=== Document extract ===

Hawke is keen to emphasise that he is not marketing a diagnostic tool. Rather, trainers should see this technology as another tool in their toolkit: “When the trainer gets the information, either they come and seek more information or talk to their vets about what’s going on. The vet can review the stride on a stride-by-stride basis. And when we get down to that level of detail, we can actually, on most occasions, give some indication of what quadrant the problem is emanating from.”
But what if you could identify such problems without even galloping the horse? 

Stephen O’Dwyer thinks he has a solution. O’Dwyer is the founder of Irish start-up TrojanTrack, which uses video cameras to record the horse at the walk and, from there, identify any variations in its movement. “We take video data of 52 different parts of the horse at 120 frames per second,” he explains. “We then convert those parts into biomechanical data: joint velocities, accelerations, angles. And then we can compare that to the horse’s healthy baseline movement to track any deteriorations or imbalances that might be creeping in.” But wait. Horses are prey animals. Won’t they naturally try to mask any injuries at the walk? “Horses are herd animals, so rather than show any sign of injury, they try to hide it as much as possible, and that means compensating on a different limb or something like that,” O’Dwyer acknowledges. “But because we’re tracking 52 points, we’re able to pick up any tiny deviations, tiny nuances that won’t be picked up by the human eye. 

“In talking to a few of the vets, they say that when the horse is in its walk, it’s at its most comfortable,” he continues. “And because they’re in their most comfortable state, they won’t be trying to hide their injury as much.” O’Dwyer plans to incorporate trot movements in the future.

Like Hawke, O’Dwyer sees his technology primarily as another arrow in the trainer’s quiver, rather than a diagnostic tool. “It’s hard for the trainer to pick up on the whole horse at once,” he explains. “They might be staring at one limb while the hip isn’t moving, and they’d have to walk by again and check the hip, and then they’re not looking at another limb. We look at all four limbs landing, the hip movement as one of the limbs is landing. So it’s the whole package of the horse in one to really show the trainer exactly what is going on.”

O’Dwyer acknowledges that the technology is still in its nascency. He is currently running customer trials a couple of yards in Ireland while he tries to drum up the next round of investment. StrideMaster, meanwhile, has been adopted by racing authorities in the United States and in Hawke’s native Australia. But any technologies that can help spot potentially catastrophic injuries before a horse hits the track must be taken extremely seriously by an industry that can, at times, feel like it is operating on the razor’s edge of public acceptability. As Hawke says, “The first priority is welfare because we have to look after the animal. If we’re not seen to be looking after the animal, the whole game’s in trouble.”

It seems like it is only a matter of time before racing joins the ranks of other sports in embracing Big Data. Says Hawke: “If I walked into a major football club and said, ‘Who here’s got expertise in biometric sensor analysis,' half the football department would put their hand up because they’ve been doing it for 20 years. But the information can be used in so many different ways in terms of performance, breeding and training techniques. We’re just scratching the surface.”

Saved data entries
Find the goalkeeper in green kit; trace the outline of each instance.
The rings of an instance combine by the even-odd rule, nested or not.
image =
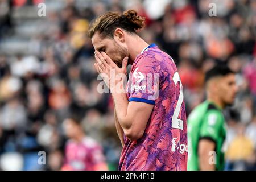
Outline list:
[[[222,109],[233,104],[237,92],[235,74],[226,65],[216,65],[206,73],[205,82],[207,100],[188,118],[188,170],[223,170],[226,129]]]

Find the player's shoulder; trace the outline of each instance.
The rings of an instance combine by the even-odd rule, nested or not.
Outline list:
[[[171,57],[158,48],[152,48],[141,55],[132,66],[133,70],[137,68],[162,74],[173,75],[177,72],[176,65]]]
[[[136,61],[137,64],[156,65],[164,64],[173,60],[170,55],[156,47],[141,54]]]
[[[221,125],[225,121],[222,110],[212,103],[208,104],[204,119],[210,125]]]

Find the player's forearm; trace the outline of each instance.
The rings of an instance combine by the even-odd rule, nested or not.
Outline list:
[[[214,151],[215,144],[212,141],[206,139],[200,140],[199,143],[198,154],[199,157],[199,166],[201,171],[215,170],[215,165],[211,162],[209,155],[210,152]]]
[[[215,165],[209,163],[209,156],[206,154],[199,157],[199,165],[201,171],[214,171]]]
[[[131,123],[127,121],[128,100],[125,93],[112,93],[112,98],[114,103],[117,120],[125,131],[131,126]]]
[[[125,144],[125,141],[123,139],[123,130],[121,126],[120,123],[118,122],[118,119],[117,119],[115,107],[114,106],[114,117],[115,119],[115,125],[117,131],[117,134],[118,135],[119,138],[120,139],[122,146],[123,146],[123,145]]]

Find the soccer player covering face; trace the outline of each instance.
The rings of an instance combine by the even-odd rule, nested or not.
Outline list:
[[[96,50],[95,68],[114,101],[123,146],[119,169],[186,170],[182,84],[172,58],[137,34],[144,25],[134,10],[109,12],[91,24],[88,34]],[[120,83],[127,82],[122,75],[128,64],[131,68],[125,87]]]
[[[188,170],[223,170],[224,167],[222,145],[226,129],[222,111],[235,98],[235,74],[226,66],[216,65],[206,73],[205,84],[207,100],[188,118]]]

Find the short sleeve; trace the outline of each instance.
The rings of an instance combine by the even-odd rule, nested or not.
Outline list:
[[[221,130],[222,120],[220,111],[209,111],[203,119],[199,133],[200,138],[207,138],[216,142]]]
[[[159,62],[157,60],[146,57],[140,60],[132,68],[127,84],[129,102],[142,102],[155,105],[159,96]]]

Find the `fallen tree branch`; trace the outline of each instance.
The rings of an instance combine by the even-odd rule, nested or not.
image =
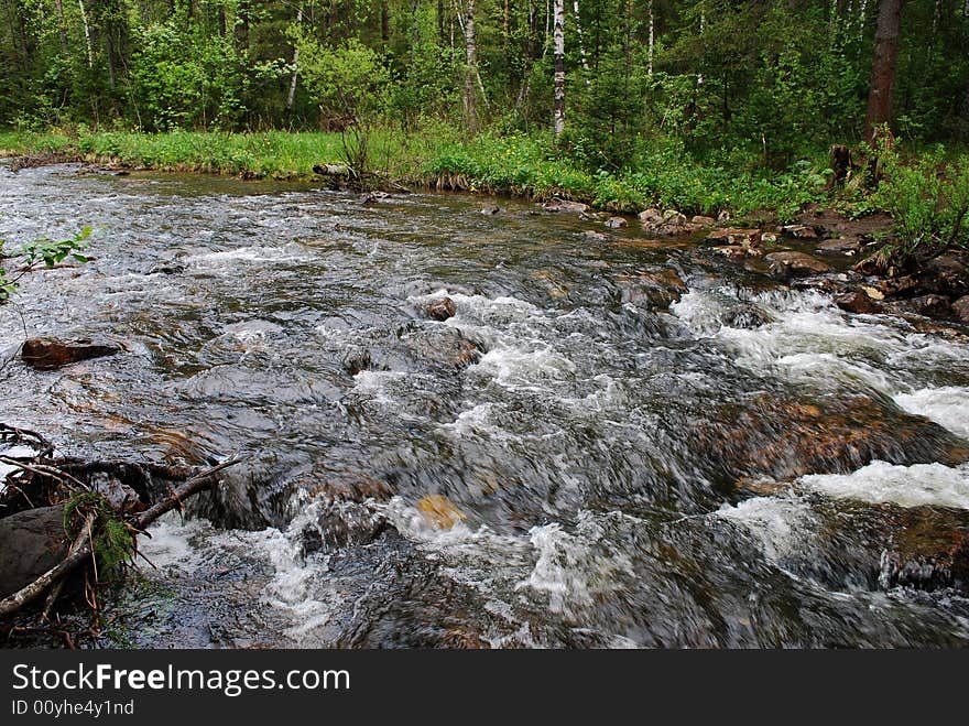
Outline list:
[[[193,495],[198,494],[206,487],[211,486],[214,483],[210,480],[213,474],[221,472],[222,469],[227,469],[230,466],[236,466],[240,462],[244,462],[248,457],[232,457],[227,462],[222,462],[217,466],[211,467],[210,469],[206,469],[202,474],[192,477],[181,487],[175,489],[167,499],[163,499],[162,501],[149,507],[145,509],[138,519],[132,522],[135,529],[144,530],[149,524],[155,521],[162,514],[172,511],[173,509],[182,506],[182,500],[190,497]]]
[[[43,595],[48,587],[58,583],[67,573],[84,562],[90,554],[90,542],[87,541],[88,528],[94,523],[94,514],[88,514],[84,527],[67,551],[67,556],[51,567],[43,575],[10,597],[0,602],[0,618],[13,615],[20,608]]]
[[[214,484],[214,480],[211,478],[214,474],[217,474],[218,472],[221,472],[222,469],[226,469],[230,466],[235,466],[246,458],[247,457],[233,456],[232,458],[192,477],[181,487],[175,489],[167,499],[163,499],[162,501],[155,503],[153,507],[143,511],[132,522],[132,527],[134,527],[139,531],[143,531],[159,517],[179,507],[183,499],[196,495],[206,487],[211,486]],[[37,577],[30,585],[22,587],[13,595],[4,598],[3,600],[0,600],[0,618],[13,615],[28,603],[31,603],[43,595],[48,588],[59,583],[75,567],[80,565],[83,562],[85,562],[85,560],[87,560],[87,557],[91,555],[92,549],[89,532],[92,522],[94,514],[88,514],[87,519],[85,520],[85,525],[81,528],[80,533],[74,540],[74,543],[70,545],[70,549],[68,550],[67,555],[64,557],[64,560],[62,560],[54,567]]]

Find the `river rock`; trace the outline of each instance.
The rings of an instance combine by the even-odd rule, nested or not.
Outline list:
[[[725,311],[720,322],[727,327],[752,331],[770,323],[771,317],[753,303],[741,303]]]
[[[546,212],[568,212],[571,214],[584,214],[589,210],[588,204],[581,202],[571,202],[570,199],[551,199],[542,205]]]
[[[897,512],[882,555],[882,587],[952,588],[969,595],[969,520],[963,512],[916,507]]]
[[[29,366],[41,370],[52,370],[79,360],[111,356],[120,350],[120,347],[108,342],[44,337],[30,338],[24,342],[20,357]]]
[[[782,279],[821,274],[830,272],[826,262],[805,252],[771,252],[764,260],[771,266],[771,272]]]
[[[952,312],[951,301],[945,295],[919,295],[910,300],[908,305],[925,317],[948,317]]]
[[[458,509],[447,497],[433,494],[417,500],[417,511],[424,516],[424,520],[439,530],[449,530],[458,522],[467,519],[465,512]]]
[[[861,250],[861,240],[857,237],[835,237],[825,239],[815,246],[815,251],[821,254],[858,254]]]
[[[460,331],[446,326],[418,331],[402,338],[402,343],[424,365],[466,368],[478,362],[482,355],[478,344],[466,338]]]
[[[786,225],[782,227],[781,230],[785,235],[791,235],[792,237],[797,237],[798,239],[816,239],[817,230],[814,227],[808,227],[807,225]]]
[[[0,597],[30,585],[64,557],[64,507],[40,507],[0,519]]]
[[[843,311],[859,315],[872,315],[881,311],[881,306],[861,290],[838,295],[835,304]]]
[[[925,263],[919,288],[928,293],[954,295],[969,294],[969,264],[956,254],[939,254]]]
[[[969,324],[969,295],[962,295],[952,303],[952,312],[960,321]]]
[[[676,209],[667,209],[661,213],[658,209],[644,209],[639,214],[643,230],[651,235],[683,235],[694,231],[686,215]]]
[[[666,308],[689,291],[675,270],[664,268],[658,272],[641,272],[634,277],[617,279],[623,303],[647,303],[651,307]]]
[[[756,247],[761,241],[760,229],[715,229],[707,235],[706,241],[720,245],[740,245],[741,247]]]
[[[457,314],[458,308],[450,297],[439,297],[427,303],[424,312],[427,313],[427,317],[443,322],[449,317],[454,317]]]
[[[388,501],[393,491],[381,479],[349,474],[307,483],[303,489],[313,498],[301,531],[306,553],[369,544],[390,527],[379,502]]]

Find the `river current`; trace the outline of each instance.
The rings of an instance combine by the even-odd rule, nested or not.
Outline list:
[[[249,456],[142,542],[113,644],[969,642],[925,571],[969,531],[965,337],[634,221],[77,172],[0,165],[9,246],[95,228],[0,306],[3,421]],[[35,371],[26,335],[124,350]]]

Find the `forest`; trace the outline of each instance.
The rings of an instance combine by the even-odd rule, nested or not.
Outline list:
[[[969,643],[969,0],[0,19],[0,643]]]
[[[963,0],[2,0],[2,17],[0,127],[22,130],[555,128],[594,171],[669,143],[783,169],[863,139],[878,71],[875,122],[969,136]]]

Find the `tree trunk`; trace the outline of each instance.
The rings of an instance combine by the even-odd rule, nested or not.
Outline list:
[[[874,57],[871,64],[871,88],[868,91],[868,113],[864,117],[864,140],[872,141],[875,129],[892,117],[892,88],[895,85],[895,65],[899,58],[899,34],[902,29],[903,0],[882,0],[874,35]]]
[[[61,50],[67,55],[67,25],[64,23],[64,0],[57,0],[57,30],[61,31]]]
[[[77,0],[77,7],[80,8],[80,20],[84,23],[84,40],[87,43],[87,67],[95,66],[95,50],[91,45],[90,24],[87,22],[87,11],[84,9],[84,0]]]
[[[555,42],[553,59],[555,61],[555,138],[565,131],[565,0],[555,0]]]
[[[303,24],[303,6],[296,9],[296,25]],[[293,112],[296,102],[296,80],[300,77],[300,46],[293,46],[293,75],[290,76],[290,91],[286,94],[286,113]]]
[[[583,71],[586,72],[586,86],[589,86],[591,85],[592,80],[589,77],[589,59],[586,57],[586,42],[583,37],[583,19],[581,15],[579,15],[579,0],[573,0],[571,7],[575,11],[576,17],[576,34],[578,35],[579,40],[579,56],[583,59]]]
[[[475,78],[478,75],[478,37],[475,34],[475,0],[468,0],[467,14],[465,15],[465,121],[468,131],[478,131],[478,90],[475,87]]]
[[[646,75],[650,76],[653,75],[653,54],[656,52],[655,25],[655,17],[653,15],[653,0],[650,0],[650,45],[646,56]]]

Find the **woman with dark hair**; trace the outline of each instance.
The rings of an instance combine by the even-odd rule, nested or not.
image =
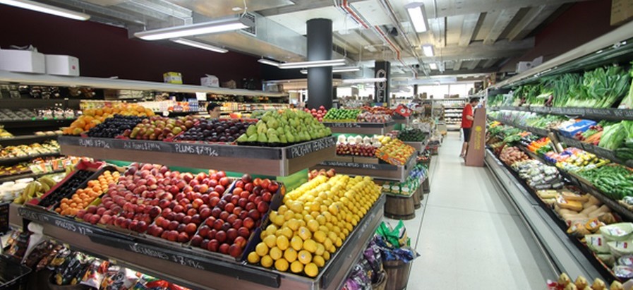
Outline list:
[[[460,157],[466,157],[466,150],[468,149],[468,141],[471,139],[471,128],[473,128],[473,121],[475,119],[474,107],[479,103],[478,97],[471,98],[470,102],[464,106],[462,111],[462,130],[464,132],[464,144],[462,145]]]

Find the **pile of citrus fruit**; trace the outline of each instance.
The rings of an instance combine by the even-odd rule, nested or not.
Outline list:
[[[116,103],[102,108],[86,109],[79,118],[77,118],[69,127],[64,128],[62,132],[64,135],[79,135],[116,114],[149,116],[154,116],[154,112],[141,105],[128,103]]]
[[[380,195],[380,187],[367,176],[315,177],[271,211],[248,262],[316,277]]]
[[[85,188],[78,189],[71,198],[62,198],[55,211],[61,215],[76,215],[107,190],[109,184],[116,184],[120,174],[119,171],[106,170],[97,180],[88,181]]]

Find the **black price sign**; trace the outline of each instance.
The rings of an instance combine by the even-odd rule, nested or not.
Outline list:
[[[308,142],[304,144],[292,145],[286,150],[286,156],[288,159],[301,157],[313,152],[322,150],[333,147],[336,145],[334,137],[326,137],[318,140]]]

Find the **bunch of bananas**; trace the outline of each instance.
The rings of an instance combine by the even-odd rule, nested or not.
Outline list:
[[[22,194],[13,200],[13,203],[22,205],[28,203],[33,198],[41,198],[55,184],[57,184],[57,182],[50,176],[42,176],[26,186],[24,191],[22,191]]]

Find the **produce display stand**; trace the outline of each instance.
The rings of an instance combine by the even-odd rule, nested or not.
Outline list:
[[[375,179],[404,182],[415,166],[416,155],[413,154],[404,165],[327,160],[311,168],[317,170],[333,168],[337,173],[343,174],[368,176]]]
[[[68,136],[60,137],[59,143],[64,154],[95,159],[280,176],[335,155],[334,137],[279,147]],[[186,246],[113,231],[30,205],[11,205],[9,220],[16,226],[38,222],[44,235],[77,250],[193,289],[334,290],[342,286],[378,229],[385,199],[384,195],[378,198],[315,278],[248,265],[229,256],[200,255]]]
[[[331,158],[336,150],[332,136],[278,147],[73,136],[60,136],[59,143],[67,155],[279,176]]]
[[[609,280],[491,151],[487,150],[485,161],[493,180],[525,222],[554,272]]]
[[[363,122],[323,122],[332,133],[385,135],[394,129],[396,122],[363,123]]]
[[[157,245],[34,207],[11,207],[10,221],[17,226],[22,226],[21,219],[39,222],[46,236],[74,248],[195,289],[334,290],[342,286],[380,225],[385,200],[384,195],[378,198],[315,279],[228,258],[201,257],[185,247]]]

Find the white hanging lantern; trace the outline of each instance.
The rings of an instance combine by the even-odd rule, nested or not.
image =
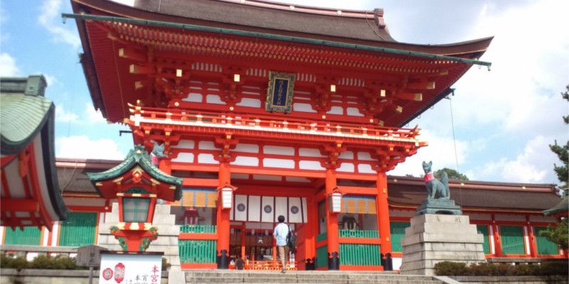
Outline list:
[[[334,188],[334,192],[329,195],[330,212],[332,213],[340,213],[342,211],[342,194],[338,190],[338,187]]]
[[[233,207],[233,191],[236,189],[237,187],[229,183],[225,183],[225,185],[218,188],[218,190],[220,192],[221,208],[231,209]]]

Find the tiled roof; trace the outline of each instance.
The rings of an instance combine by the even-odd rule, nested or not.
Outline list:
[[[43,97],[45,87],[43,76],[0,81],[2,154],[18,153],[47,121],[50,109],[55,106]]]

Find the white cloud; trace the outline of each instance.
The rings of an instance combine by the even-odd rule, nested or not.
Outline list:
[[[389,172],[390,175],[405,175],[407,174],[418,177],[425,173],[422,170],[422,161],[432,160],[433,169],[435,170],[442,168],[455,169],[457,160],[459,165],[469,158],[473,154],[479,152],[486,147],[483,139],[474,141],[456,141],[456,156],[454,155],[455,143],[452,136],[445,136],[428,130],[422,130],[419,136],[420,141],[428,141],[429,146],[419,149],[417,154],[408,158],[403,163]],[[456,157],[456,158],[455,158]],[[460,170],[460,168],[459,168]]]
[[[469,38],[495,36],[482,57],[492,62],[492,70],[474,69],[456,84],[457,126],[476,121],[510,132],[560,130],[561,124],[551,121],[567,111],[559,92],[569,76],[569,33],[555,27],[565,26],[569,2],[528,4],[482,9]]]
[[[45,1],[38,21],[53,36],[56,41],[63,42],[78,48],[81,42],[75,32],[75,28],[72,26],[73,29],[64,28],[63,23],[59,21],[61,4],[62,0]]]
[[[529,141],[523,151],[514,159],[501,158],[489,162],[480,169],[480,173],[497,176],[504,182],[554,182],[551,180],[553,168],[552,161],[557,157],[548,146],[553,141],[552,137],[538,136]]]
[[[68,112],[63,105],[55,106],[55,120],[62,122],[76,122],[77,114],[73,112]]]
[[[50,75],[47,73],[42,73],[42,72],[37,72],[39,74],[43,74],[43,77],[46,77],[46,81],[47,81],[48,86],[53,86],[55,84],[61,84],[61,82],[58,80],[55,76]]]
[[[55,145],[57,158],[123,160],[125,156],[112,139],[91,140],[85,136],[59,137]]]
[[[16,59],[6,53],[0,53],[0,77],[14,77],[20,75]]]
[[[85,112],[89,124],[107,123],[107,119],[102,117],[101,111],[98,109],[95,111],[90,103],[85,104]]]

=== Work to be completed ===
In the racehorse injury text, take the passage starting at "Hawke is keen" and ending at "galloping the horse?", and replace "vets" with "veterinarians" wherever it appears. The listing was taken from a separate source and has no connection to the racehorse injury text.

=== Written response ===
Hawke is keen to emphasise that he is not marketing a diagnostic tool. Rather, trainers should see this technology as another tool in their toolkit: “When the trainer gets the information, either they come and seek more information or talk to their veterinarians about what’s going on. The vet can review the stride on a stride-by-stride basis. And when we get down to that level of detail, we can actually, on most occasions, give some indication of what quadrant the problem is emanating from.”
But what if you could identify such problems without even galloping the horse?